++++ DOCUMENT TEXT
Published date01 December 2014
How the Competition Commission of Singapore Used the Net Economic Benefits Exclusion to Regulate the Air Passenger Market

The Competition Commission of Singapore (“ccs”) did not properly assess the Net Economic Benefits (“NEB”) created by the co-operation agreement between Qantas Airways Ltd and Emirates. In particular, the high market shares of the two companies should have excluded the NEB defence under the Competition Act (Cap 50B, 2006 Rev Ed), even more so as the remedies proposed by the parties are likely to increase their market share further. The CCS appears to have failed to follow the letter of the Competition Act and instead effectively regulated the airlines sector through the use of competition tools, undermining the enforcement of competition rules and restricting competition in the airlines sector. The more recent decision on the Qantas/Jetstar co-operation shows an improvement in the assessment of economic benefits. The CCS must continue to improve its competitive assessment, must restrict the use of the NEB defence and possibly adopt the more internationally accepted slot divestment remedy as a way of solving competition concerns in airline agreements, or it will hurt competition and consumers in Singapore.

I. Introduction: CCS in the global context

1 In March 2013, the Competition Commission of Singapore (“CCS”) conditionally approved the agreement between Qantas Airways Ltd (“Qantas”) and Emirates (“Decision”),1 two major international

airlines.2 While the divestment of airport slots has become the preferred tool of competition authorities around the world to alleviate the anti-competitive effects of agreements between airlines, CCS took an unprecedented and surprising step. On the identified routes where the new entity would have a market share of nearly 60% (Singapore- Melbourne and Singapore-Brisbane), the parties offered to maintain or increase the number of passengers in and out of Singapore as a condition to their co-operation agreement. Under the argument that the proposed undertakings would generate net economic benefits (“NEBs”) for the Singapore economy, CCS granted its approval to the Qantas/Emirates co-operation. This article highlights the costs of accepting remedies under the NEB defence.

2 After this first introduction part, the second part of the article looks at the Decision in detail, taking the view that the competitive assessment by CCS is incomplete, that the assessment of the proposed remedies is not discussed in the Decision, and that the NEB defence was inappropriate to assess the proposed co-operation. CCS appears to have failed to follow the letter of the Competition Act3 and effectively regulated the airlines sector through the use of competition tools, undermining the enforcement of competition rules and restricting competition in the airlines sector. In this second part, the author argues that by accepting that the parties increase the number of seats on the identified routes, CCS has generated anti-competitive effects beyond the original concerns identified in the proposed co-operation. The third part provides some analysis in relation to the past practice of CCS and the fourth part looks at decisions in the airline sector in the European Union (“EU”). The European Commission (“EC”) has never considered the Art 101.34 exclusion (the EU equivalent of the NEB defence) nor the increased number of seats as a remedy to anti-competitive effects generated by airlines co-operation, for the reason that it does not attempt to regulate the airline sector but rather focuses on enforcement of competition rules. The fifth part details the positive elements coming out of the Decision. The article concludes that the Decision is not only a mistake from a competition enforcement point of view, it is essential that CCS rectifies its flawed approach to NEB and to agreements between airlines when it has a chance to do so, in the near future.
++++++++
++++ STORED RECORDS
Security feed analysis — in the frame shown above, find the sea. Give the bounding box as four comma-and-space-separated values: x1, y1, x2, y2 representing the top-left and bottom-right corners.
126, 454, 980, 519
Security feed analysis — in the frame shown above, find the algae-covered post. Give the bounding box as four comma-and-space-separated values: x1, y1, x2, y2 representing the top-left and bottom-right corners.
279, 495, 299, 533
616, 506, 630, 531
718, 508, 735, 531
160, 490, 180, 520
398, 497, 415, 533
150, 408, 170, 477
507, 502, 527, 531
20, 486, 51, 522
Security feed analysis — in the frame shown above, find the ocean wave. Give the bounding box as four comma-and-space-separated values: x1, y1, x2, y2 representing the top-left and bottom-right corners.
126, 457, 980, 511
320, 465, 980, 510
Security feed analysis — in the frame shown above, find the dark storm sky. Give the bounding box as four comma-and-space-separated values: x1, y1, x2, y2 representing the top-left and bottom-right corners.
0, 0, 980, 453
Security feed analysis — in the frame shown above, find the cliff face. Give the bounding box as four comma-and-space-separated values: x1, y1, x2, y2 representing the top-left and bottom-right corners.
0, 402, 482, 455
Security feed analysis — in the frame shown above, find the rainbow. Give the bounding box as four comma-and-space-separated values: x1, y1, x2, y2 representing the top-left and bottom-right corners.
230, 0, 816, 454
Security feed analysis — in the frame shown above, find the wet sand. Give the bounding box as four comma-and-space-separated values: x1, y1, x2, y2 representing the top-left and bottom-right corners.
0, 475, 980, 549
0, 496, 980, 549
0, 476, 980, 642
++++++++
* [PROBLEM DETAILS] From the article on the Qantas/Emirates decision, extract the passage from "airlines.2 While the" up to and including "the NEB defence.", copied word for word.

* [OUTPUT FOR THIS TASK]
airlines.2 While the divestment of airport slots has become the preferred tool of competition authorities around the world to alleviate the anti-competitive effects of agreements between airlines, CCS took an unprecedented and surprising step. On the identified routes where the new entity would have a market share of nearly 60% (Singapore- Melbourne and Singapore-Brisbane), the parties offered to maintain or increase the number of passengers in and out of Singapore as a condition to their co-operation agreement. Under the argument that the proposed undertakings would generate net economic benefits (“NEBs”) for the Singapore economy, CCS granted its approval to the Qantas/Emirates co-operation. This article highlights the costs of accepting remedies under the NEB defence.